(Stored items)
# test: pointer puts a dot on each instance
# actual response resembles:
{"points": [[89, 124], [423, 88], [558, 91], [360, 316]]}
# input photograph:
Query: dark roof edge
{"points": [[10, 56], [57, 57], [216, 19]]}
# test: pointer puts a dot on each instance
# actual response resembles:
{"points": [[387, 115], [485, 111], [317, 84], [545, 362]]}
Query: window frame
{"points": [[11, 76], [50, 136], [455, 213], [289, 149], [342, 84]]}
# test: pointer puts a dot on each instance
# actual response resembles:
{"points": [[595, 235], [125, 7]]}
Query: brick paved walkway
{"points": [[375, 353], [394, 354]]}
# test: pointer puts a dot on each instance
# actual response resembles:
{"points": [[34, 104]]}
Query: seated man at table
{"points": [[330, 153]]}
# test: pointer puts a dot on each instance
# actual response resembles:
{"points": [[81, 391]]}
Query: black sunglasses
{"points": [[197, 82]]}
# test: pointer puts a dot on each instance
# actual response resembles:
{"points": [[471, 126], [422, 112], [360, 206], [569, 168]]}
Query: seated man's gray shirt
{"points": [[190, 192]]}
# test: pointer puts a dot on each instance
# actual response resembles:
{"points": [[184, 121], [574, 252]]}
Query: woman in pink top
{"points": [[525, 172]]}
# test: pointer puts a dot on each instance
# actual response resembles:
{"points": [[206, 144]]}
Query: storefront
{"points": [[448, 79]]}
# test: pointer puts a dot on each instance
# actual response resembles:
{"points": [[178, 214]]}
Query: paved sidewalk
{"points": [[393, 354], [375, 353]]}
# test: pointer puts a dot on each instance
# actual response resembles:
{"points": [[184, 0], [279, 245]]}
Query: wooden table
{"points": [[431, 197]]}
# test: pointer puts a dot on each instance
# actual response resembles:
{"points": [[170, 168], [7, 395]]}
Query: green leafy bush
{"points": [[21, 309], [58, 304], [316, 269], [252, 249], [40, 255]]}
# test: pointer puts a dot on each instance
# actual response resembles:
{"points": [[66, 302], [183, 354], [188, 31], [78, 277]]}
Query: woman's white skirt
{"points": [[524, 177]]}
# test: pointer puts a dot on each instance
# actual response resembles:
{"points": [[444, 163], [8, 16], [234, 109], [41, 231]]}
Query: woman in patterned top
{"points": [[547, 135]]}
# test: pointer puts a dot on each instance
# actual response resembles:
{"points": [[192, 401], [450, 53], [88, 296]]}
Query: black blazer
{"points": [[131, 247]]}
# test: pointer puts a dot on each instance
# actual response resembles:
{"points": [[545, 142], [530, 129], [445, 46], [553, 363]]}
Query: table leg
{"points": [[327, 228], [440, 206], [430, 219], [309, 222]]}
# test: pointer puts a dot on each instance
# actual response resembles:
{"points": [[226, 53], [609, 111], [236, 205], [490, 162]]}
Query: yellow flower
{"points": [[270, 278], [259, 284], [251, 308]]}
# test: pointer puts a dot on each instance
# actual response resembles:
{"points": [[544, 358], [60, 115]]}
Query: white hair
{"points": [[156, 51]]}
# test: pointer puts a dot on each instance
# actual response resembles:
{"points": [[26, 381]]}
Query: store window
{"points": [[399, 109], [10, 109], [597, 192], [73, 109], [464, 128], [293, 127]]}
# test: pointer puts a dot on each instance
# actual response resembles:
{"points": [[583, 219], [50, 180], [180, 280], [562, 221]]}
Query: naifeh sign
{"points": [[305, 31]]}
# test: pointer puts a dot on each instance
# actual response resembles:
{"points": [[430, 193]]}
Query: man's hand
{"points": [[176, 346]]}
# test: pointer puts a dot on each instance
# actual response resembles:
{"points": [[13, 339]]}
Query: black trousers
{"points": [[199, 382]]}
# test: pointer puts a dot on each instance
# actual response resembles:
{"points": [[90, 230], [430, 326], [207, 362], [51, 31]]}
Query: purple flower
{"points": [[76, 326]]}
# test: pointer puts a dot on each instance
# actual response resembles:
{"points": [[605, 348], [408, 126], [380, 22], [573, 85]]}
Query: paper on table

Exercise goal:
Retype the whole listing above exactly.

Exercise solution:
# test: pointer puts a dot on each instance
# actual response resembles:
{"points": [[89, 124], [423, 88], [558, 91], [360, 316]]}
# input photograph:
Query: dark roof edge
{"points": [[10, 56], [57, 57], [216, 19]]}
# test: pointer puts a dot on each instance
# actual response resembles:
{"points": [[387, 115], [485, 111], [317, 84], [545, 362]]}
Query: window frame
{"points": [[11, 76], [50, 136], [455, 213], [289, 149], [342, 84]]}
# test: pointer puts a dot on each instance
# actual response resembles:
{"points": [[595, 235], [125, 7]]}
Query: brick paved walkway
{"points": [[375, 353], [394, 354]]}
# test: pointer puts a dot on each instance
# actual response resembles:
{"points": [[34, 104]]}
Query: seated man at table
{"points": [[330, 153]]}
# test: pointer puts a dot on each instance
# actual response resembles:
{"points": [[81, 391]]}
Query: black sunglasses
{"points": [[197, 82]]}
# test: pointer puts a dot on each instance
# actual response resembles:
{"points": [[471, 126], [422, 112], [360, 206], [569, 168]]}
Query: seated man's gray shirt
{"points": [[190, 192]]}
# test: pointer puts a dot on each instance
# actual response resembles:
{"points": [[184, 121], [574, 252]]}
Query: woman in pink top
{"points": [[525, 172]]}
# test: pointer puts a dot on each instance
# actual response resembles:
{"points": [[206, 144]]}
Query: storefront
{"points": [[448, 79]]}
# test: pointer puts a dot on each instance
# actual response resembles:
{"points": [[178, 214]]}
Query: paved sidewalk
{"points": [[393, 354], [375, 353]]}
# test: pointer puts a dot on each instance
# actual response resembles:
{"points": [[184, 0], [279, 245]]}
Query: wooden table
{"points": [[431, 197]]}
# test: pointer puts a dot on each instance
# actual response resembles:
{"points": [[170, 168], [7, 395]]}
Query: green leafy bush
{"points": [[21, 309], [58, 304], [316, 269], [252, 249], [40, 255]]}
# test: pointer puts a dot on each instance
# actual response resembles:
{"points": [[66, 302], [183, 354], [188, 31], [78, 277]]}
Query: woman's white skirt
{"points": [[524, 177]]}
# test: pointer puts a dot on each instance
# actual response resembles:
{"points": [[444, 163], [8, 16], [234, 109], [41, 231]]}
Query: woman in patterned top
{"points": [[547, 135]]}
# test: pointer puts a dot on each instance
# actual response resembles:
{"points": [[192, 401], [450, 53], [88, 296]]}
Query: black blazer
{"points": [[131, 247]]}
# test: pointer puts a dot on each instance
# actual response resembles:
{"points": [[545, 142], [530, 129], [445, 46], [553, 363]]}
Query: table leg
{"points": [[327, 228], [440, 206], [430, 219], [309, 222]]}
# test: pointer puts a dot on each instance
# actual response resembles:
{"points": [[226, 53], [609, 111], [236, 205], [490, 162]]}
Query: yellow flower
{"points": [[270, 278], [259, 284], [251, 308]]}
# test: pointer puts a dot on each instance
# actual response resembles:
{"points": [[544, 358], [60, 115]]}
Query: white hair
{"points": [[156, 51]]}
# test: pointer puts a dot on each instance
# actual response resembles:
{"points": [[26, 381]]}
Query: store window
{"points": [[399, 109], [10, 109], [597, 192], [73, 109], [464, 128], [293, 127]]}
# test: pointer puts a dot on each instance
# actual response resembles:
{"points": [[583, 219], [50, 180], [180, 280], [562, 221]]}
Query: naifeh sign
{"points": [[305, 31]]}
# test: pointer puts a dot on each instance
# actual response resembles:
{"points": [[430, 193]]}
Query: man's hand
{"points": [[176, 346]]}
# test: pointer puts a dot on each instance
# actual response resembles:
{"points": [[13, 339]]}
Query: black trousers
{"points": [[199, 382]]}
# test: pointer puts a dot on each instance
# actual response resembles:
{"points": [[90, 230], [430, 326], [207, 362], [51, 31]]}
Query: purple flower
{"points": [[76, 326]]}
# test: pointer puts a dot on each instance
# actual response resembles:
{"points": [[605, 348], [408, 126], [380, 22], [573, 85]]}
Query: paper on table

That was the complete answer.